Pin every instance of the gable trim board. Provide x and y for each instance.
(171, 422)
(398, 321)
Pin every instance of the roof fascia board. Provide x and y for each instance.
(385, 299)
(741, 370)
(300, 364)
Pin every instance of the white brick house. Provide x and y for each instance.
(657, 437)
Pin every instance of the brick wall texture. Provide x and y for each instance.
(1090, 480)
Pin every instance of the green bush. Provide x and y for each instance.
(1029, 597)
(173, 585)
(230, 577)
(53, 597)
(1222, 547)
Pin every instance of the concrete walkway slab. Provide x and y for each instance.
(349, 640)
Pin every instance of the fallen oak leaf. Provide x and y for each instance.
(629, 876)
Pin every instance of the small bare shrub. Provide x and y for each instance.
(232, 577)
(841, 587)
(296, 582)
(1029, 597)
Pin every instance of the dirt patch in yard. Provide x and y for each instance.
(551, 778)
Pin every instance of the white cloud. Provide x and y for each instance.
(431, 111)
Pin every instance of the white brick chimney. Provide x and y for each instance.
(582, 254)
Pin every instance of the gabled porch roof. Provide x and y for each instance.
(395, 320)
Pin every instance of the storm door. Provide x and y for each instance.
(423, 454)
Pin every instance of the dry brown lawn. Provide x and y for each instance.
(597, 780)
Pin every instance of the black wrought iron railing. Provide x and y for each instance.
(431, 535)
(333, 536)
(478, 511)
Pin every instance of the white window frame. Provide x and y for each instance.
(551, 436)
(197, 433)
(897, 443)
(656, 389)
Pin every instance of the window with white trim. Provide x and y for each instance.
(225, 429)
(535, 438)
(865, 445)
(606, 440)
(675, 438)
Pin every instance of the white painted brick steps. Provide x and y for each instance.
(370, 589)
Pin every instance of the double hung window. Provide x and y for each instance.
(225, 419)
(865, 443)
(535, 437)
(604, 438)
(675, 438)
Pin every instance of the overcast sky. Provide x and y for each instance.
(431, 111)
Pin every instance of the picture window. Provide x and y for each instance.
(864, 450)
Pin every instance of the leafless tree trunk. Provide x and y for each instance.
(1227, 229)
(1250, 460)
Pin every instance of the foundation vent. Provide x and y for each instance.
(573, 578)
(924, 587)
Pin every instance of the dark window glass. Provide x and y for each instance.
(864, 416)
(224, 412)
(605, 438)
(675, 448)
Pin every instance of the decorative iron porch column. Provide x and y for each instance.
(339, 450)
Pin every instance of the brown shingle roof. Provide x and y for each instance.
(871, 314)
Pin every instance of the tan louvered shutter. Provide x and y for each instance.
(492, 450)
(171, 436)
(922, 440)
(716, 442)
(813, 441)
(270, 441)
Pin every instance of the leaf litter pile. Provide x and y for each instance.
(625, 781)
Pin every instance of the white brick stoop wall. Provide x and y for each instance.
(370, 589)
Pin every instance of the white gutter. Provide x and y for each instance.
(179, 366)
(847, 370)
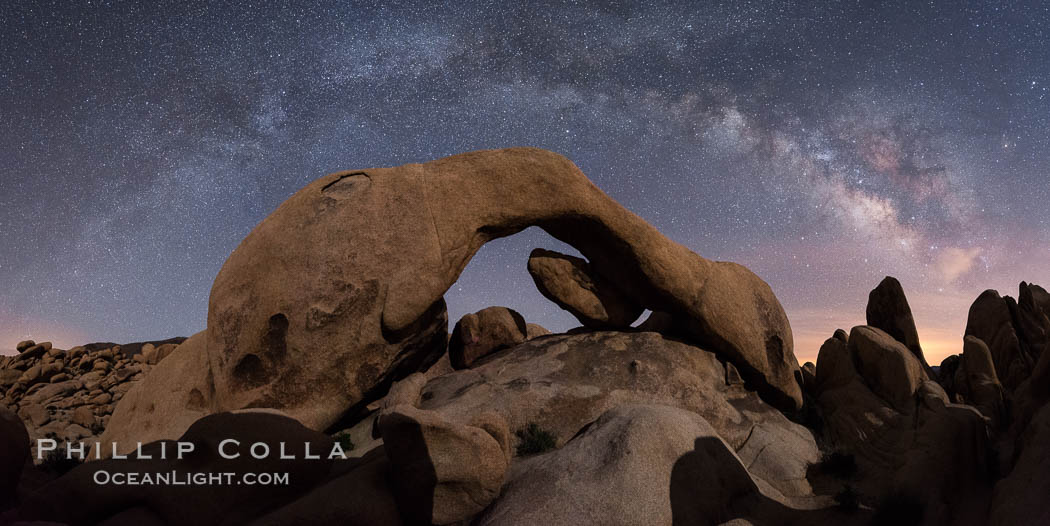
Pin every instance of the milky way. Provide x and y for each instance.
(823, 146)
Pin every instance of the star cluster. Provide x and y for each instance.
(823, 145)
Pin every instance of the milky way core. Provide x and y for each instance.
(822, 146)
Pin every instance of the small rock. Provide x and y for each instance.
(83, 416)
(61, 377)
(35, 414)
(446, 471)
(483, 333)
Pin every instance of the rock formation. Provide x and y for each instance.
(569, 282)
(354, 267)
(888, 310)
(69, 395)
(330, 316)
(485, 332)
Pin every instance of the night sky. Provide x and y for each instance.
(822, 146)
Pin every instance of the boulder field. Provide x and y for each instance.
(328, 333)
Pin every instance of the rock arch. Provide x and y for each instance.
(358, 263)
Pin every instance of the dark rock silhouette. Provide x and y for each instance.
(888, 310)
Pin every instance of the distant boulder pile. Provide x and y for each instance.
(962, 445)
(69, 395)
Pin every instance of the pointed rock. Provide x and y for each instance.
(570, 282)
(888, 310)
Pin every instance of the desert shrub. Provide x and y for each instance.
(838, 464)
(344, 441)
(847, 499)
(899, 508)
(533, 440)
(57, 463)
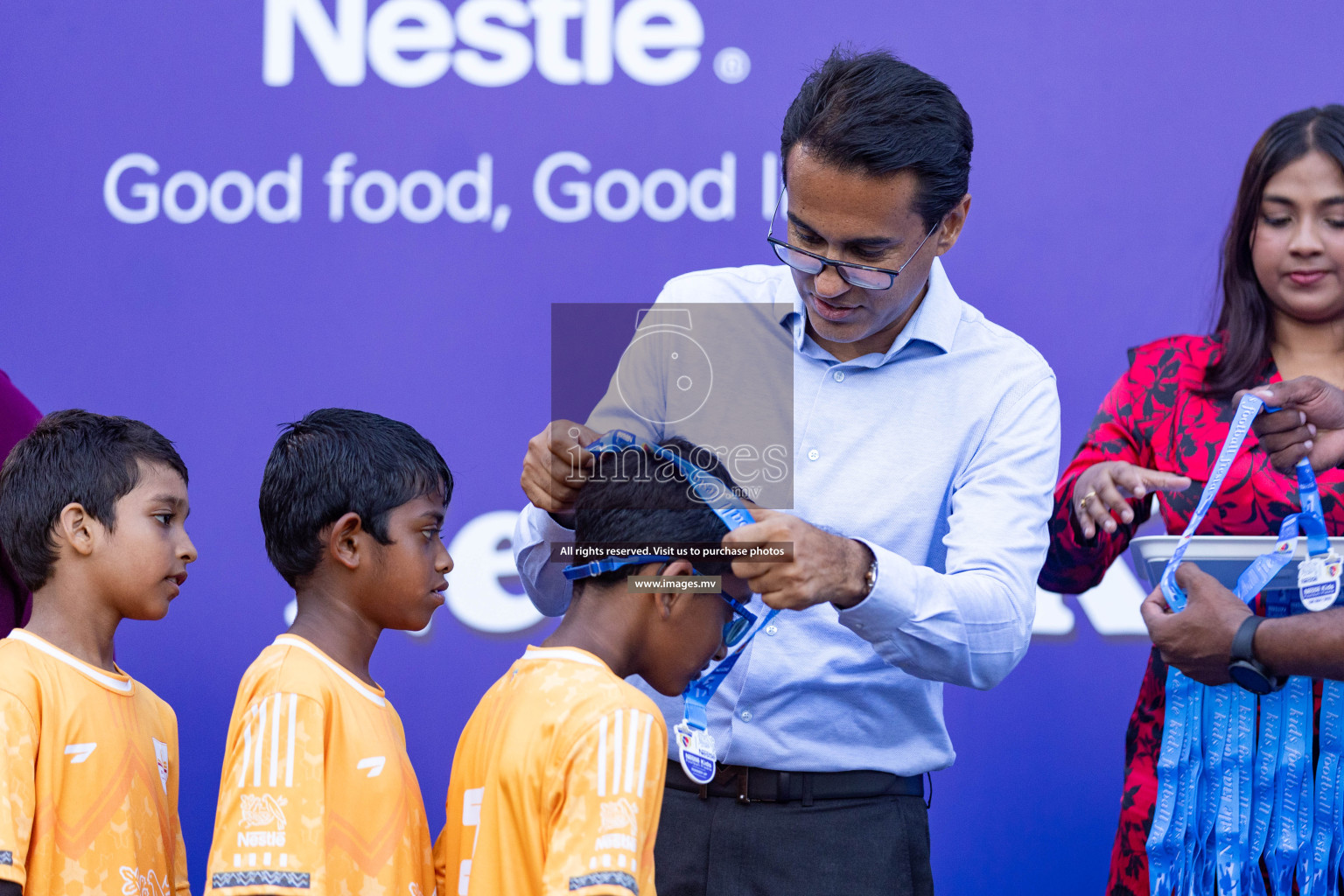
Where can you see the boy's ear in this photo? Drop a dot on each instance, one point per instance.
(668, 599)
(77, 528)
(343, 543)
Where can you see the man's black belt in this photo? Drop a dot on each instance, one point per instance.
(749, 785)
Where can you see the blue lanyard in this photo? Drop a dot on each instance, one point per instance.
(1214, 816)
(1266, 783)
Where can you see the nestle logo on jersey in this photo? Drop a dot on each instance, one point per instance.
(614, 841)
(261, 838)
(411, 43)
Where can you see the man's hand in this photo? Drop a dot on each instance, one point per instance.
(1199, 639)
(1311, 424)
(824, 567)
(556, 465)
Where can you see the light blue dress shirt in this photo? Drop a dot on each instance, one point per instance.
(940, 454)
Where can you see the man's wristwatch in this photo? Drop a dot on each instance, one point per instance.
(870, 578)
(1245, 669)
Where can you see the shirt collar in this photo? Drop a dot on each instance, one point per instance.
(933, 323)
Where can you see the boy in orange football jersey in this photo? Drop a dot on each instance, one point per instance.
(556, 780)
(318, 794)
(92, 512)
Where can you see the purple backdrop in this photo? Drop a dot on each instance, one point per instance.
(1109, 145)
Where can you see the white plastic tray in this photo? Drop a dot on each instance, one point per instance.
(1223, 556)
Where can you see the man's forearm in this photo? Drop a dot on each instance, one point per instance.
(1304, 645)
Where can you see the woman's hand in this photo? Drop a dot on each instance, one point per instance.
(1311, 424)
(1102, 491)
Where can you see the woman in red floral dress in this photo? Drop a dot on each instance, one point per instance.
(1161, 424)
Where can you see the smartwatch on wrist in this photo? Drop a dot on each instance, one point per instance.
(1245, 669)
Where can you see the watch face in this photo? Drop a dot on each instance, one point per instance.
(1250, 677)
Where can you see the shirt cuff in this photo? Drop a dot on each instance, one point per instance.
(882, 612)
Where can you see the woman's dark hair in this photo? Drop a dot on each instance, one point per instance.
(336, 461)
(72, 457)
(872, 113)
(1243, 323)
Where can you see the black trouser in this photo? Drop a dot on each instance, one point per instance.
(719, 846)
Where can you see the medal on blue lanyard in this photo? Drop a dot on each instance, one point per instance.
(1180, 836)
(695, 745)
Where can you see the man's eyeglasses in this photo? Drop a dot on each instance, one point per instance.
(732, 632)
(860, 276)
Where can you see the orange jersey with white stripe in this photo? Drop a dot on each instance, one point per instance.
(556, 785)
(89, 763)
(318, 794)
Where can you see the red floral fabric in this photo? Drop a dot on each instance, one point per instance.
(1156, 418)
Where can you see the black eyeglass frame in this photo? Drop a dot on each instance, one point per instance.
(839, 265)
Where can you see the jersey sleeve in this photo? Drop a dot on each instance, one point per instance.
(609, 795)
(18, 798)
(463, 816)
(269, 823)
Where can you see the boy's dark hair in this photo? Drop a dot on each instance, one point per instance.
(336, 461)
(872, 113)
(637, 497)
(72, 457)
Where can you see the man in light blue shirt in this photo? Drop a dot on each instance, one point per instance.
(925, 451)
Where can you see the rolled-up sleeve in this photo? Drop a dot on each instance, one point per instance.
(970, 625)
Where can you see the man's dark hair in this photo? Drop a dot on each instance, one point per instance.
(636, 497)
(72, 457)
(870, 112)
(336, 461)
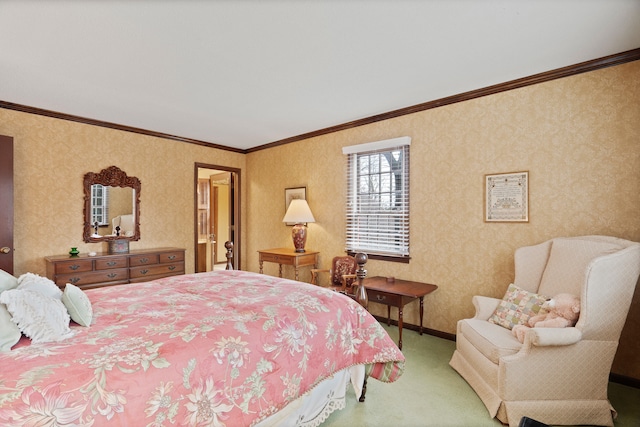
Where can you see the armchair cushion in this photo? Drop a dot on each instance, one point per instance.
(516, 307)
(493, 341)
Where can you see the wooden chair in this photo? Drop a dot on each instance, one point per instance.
(342, 274)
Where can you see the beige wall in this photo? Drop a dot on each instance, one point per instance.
(51, 157)
(579, 138)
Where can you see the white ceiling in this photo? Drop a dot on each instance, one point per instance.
(247, 73)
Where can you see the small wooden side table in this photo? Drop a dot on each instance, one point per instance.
(286, 256)
(397, 293)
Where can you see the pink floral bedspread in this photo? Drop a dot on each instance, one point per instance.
(210, 349)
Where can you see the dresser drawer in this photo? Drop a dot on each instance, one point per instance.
(108, 263)
(166, 257)
(74, 266)
(113, 275)
(154, 270)
(280, 259)
(384, 298)
(146, 259)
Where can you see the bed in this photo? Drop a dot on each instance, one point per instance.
(230, 348)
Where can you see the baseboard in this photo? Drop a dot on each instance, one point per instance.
(616, 378)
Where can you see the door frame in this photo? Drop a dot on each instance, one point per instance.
(6, 203)
(234, 217)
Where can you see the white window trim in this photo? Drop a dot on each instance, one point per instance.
(359, 242)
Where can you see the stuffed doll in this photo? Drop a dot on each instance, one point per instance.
(561, 311)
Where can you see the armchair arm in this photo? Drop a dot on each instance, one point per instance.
(314, 274)
(543, 337)
(485, 306)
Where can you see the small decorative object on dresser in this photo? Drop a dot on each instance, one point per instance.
(103, 269)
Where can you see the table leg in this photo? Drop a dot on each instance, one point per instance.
(421, 312)
(400, 310)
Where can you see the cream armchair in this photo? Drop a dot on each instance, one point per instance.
(556, 376)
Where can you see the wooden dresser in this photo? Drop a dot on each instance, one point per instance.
(106, 269)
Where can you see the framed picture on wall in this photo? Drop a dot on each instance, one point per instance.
(506, 197)
(293, 193)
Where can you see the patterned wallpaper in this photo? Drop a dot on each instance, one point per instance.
(51, 157)
(579, 138)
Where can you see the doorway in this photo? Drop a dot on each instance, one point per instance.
(216, 216)
(6, 204)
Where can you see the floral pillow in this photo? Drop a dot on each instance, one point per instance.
(516, 307)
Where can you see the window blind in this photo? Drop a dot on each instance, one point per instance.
(377, 205)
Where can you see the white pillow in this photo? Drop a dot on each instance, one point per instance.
(41, 318)
(7, 281)
(9, 332)
(77, 304)
(35, 282)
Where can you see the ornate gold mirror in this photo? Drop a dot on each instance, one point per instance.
(111, 206)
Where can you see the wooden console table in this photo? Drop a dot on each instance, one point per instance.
(397, 293)
(286, 256)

┄┄┄┄┄┄┄┄┄┄┄┄┄┄┄┄┄┄┄┄

Render the lines starting at the one that contains "Where can you see the wooden console" and ending with the last line of the entries as a Markdown table with the columns Row and Entry line. Number each line in the Row column and omit any blank lines.

FULL OUTPUT:
| Row | Entry line |
|---|---|
| 1 | Where can you see the wooden console table in this photo? Drop a dot on each instance, one point per instance. |
| 2 | (397, 293) |
| 3 | (286, 256) |